» **PROBLEM DESCRIPTION**: Please reproduce word for word the lines of the listing below, from the line with "the pale sky." to the line with "[191,120,208,131]", including both of those lines.

Annotated coordinate listing
########
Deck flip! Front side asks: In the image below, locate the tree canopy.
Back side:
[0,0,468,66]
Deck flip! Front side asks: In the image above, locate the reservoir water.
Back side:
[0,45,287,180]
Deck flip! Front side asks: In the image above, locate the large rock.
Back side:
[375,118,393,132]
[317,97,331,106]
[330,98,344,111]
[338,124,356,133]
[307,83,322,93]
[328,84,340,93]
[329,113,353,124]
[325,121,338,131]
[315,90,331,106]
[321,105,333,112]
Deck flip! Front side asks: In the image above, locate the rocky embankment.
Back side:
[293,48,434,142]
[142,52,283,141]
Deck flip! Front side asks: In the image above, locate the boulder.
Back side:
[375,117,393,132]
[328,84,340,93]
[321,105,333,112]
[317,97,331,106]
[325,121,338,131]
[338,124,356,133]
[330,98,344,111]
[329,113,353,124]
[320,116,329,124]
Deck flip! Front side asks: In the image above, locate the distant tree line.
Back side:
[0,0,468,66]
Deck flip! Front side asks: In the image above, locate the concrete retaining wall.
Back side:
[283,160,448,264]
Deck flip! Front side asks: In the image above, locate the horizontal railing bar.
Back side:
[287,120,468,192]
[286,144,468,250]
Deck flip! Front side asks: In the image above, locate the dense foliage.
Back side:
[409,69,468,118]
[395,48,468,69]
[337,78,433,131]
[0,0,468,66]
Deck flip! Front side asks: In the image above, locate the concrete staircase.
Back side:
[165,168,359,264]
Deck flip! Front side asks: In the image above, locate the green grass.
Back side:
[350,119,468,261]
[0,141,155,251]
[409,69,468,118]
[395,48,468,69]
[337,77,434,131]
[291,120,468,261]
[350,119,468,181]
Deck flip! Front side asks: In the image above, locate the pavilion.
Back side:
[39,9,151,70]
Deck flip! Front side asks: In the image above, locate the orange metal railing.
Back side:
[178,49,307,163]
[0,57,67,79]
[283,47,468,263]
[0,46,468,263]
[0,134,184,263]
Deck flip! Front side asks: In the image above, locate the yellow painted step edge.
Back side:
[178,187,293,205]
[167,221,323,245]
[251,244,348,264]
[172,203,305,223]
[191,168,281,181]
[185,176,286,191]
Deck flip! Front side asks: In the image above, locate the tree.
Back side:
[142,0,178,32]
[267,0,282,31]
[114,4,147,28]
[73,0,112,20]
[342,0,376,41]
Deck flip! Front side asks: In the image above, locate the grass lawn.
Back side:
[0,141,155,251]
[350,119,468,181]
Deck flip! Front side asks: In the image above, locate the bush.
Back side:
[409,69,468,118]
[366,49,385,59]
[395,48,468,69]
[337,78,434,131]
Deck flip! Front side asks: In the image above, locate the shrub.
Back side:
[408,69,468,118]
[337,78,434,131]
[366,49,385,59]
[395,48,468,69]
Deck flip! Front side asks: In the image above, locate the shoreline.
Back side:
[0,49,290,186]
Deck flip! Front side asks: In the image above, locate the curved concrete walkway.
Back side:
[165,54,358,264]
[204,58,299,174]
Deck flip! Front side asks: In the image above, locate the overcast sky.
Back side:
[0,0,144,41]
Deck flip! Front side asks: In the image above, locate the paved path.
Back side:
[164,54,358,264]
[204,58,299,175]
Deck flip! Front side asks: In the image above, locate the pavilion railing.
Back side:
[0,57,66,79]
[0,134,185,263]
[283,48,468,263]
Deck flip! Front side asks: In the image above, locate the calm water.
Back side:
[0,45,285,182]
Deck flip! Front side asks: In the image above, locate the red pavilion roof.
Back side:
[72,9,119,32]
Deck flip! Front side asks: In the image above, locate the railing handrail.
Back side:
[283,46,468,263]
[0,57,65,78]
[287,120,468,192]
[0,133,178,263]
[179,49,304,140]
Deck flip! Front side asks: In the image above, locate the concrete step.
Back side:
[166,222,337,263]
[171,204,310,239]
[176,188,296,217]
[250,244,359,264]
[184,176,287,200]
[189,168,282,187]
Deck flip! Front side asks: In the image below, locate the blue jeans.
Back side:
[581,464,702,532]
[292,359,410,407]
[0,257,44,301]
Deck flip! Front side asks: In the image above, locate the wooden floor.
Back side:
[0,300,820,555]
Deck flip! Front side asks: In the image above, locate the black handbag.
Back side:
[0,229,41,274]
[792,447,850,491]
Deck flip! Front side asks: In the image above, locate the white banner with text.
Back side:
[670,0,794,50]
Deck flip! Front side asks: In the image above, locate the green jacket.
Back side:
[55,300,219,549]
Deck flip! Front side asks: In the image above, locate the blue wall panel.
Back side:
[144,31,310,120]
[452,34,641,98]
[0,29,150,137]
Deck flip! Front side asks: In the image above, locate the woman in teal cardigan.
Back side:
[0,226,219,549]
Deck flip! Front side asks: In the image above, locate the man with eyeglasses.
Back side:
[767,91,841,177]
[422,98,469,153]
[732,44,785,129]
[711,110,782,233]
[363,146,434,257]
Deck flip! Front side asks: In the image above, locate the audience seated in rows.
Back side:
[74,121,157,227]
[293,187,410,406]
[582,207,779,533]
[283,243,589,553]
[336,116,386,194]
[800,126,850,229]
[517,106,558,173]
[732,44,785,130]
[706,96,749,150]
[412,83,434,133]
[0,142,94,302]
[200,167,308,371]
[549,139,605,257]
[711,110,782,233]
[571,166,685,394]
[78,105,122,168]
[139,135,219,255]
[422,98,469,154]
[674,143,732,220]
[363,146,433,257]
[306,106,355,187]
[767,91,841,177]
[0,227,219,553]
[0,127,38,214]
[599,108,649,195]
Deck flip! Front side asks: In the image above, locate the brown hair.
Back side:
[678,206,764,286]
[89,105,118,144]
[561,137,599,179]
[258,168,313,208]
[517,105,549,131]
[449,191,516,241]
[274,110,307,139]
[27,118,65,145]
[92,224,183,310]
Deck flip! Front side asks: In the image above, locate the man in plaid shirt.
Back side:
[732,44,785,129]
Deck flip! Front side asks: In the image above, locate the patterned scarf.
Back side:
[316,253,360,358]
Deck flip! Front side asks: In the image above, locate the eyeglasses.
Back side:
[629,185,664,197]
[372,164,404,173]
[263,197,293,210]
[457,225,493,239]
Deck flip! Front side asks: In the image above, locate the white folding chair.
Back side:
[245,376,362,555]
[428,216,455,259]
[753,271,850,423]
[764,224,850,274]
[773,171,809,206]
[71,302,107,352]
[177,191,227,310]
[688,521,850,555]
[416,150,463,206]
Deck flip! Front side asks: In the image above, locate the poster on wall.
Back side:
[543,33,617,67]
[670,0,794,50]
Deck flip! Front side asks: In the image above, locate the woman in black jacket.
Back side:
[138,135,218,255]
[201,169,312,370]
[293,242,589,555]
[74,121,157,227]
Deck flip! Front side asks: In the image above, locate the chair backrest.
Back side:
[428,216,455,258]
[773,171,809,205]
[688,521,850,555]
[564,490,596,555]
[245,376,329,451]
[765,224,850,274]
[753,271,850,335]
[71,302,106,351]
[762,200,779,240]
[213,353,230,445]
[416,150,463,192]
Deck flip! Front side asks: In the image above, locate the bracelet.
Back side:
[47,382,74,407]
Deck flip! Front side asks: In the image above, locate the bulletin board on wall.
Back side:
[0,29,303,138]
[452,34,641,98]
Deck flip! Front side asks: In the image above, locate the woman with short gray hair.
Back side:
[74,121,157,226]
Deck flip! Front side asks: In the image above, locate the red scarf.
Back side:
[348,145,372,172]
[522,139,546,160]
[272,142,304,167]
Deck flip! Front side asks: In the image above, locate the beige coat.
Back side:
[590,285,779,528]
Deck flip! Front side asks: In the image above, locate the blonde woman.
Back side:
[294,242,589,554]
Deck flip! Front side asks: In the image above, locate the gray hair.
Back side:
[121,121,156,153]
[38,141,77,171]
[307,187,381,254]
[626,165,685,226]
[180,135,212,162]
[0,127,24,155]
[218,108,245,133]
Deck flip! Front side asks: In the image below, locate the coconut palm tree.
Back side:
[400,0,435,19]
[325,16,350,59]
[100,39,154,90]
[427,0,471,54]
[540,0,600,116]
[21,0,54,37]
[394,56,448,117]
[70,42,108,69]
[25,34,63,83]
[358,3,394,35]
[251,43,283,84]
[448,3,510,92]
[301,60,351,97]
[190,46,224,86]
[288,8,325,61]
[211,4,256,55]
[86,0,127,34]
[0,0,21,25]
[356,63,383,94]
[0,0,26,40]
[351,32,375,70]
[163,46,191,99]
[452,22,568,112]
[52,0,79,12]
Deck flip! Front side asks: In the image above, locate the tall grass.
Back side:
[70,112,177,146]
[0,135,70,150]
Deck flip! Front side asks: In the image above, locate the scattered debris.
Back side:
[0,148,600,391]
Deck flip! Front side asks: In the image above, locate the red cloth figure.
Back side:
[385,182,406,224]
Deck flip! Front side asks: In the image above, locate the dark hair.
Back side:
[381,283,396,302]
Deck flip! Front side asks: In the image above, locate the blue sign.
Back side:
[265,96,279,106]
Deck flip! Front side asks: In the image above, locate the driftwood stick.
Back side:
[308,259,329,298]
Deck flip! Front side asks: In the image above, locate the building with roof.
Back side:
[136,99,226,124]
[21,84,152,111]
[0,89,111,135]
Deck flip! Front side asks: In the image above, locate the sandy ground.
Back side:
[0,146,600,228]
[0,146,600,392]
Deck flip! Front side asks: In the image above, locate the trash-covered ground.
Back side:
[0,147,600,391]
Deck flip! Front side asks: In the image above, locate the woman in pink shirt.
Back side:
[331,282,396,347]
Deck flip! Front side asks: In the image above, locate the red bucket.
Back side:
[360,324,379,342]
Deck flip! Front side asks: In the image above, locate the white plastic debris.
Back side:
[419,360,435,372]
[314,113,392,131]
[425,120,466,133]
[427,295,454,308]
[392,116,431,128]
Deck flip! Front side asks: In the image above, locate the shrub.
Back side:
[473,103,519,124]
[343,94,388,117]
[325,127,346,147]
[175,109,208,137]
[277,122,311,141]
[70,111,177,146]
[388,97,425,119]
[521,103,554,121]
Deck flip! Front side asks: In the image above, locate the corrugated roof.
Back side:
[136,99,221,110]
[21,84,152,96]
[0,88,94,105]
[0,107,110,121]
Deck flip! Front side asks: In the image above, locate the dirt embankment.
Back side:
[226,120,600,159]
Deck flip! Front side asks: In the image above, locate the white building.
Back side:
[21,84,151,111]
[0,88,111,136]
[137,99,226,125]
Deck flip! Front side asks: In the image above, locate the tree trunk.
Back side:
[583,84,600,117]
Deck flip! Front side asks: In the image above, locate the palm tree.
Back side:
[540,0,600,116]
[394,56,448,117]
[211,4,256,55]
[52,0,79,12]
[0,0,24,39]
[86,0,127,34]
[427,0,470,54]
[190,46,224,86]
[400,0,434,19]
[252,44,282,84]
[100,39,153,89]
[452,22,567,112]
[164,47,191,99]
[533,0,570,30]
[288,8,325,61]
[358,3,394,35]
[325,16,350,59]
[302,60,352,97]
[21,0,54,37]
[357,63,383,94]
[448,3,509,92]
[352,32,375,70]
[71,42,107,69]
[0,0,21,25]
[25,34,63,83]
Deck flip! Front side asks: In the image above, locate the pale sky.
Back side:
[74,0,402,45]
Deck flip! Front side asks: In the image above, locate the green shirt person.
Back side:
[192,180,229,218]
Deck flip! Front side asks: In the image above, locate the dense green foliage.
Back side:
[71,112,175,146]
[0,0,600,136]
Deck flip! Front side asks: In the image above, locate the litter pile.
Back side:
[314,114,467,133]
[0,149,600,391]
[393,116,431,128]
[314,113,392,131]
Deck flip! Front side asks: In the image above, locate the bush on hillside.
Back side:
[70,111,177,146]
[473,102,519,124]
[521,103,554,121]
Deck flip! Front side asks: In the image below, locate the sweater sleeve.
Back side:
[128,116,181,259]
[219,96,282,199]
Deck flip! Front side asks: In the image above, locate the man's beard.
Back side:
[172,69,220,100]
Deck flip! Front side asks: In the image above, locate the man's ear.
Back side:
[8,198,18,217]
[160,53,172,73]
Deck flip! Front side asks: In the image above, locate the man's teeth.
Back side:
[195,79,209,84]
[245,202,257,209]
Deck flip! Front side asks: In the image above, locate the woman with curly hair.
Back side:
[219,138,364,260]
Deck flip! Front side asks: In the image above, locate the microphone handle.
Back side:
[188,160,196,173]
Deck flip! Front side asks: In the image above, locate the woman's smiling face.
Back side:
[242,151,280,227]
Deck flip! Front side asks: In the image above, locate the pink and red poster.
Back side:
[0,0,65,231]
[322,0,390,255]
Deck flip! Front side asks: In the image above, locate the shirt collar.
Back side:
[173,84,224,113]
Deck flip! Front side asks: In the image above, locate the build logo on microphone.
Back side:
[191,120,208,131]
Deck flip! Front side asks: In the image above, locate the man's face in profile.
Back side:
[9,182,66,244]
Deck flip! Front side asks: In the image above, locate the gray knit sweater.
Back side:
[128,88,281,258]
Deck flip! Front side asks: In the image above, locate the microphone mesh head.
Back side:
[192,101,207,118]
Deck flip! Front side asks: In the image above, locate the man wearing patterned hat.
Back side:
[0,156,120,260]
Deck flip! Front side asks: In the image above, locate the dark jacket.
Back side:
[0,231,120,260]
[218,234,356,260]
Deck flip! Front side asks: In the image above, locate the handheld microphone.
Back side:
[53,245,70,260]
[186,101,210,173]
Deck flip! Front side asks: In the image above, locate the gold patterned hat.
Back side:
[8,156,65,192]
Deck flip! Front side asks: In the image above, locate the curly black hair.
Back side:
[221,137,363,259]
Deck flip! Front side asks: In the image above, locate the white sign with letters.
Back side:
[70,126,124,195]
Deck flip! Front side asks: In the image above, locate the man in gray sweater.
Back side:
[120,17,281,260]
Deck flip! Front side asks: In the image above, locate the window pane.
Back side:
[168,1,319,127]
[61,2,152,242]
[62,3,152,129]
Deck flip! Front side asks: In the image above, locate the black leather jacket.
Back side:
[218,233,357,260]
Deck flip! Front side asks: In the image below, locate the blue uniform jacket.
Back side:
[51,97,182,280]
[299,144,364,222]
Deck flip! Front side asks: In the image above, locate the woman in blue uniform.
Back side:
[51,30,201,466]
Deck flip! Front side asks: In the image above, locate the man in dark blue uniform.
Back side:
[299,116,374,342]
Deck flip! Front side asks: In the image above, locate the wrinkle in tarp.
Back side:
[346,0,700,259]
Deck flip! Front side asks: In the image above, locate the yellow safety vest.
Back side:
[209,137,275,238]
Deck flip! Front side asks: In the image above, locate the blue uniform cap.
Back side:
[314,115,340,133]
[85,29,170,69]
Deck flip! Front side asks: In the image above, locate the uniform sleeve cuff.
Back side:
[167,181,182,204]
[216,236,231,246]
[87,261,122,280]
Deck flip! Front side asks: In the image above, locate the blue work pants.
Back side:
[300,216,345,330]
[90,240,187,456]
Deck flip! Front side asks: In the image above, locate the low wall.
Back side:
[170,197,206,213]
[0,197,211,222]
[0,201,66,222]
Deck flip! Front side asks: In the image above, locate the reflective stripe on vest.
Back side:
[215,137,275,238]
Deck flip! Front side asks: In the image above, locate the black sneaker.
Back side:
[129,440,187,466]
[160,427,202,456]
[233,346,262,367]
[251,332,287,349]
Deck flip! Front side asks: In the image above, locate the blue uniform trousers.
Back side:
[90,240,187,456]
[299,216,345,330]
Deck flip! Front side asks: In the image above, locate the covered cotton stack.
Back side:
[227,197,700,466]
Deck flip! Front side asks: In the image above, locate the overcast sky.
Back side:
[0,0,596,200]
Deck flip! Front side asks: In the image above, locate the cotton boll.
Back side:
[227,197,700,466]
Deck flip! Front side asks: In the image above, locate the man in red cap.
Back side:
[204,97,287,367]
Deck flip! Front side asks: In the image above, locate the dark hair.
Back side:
########
» **ANSWER FOR THIS EXERCISE**:
Deck flip! Front side asks: In the image above, locate the pale sky.
Back side:
[74,0,402,45]
Deck flip! Front side asks: In the image above, locate the green shirt person.
Back side:
[192,180,229,218]
Deck flip! Front side asks: In the image above, locate the dense green foliage.
Back side:
[71,112,175,146]
[0,0,600,136]
Deck flip! Front side asks: In the image above, locate the litter pile.
Back side:
[314,114,467,133]
[0,149,600,391]
[393,116,431,128]
[314,113,392,131]
Deck flip! Front side asks: In the image above, locate the bush on hillside.
Back side:
[70,111,177,146]
[473,102,519,124]
[521,103,554,121]
Deck flip! Front side asks: In the image below, locate the sweater sleeve.
Back side:
[128,116,181,259]
[219,96,282,199]
Deck flip! Front side asks: In the image above, locate the man's beard.
Back side:
[172,69,220,100]
Deck flip! Front side asks: In the image above, locate the man's ear.
Back side:
[8,198,18,217]
[160,53,172,73]
Deck flip! Front side asks: In the image above, locate the man's teeth.
Back side:
[195,79,209,84]
[245,202,257,209]
Deck flip! Front side asks: In the image above, locate the woman with curly hair.
Back side:
[219,138,364,260]
Deck flip! Front side asks: In the image above, locate the microphone handle.
Back side:
[188,160,196,173]
Deck flip! Front side asks: In the image above, locate the woman's smiling face.
Back side:
[242,151,280,227]
Deck flip! Front side asks: In the image above, locate the pink and red poster.
Back side:
[0,0,65,231]
[322,0,390,255]
Deck flip! Front side asks: In the image above, locate the shirt collar.
Back side:
[173,84,224,113]
Deck flip! Front side asks: In the image above, locate the build logo on microphone.
Back side:
[191,120,208,131]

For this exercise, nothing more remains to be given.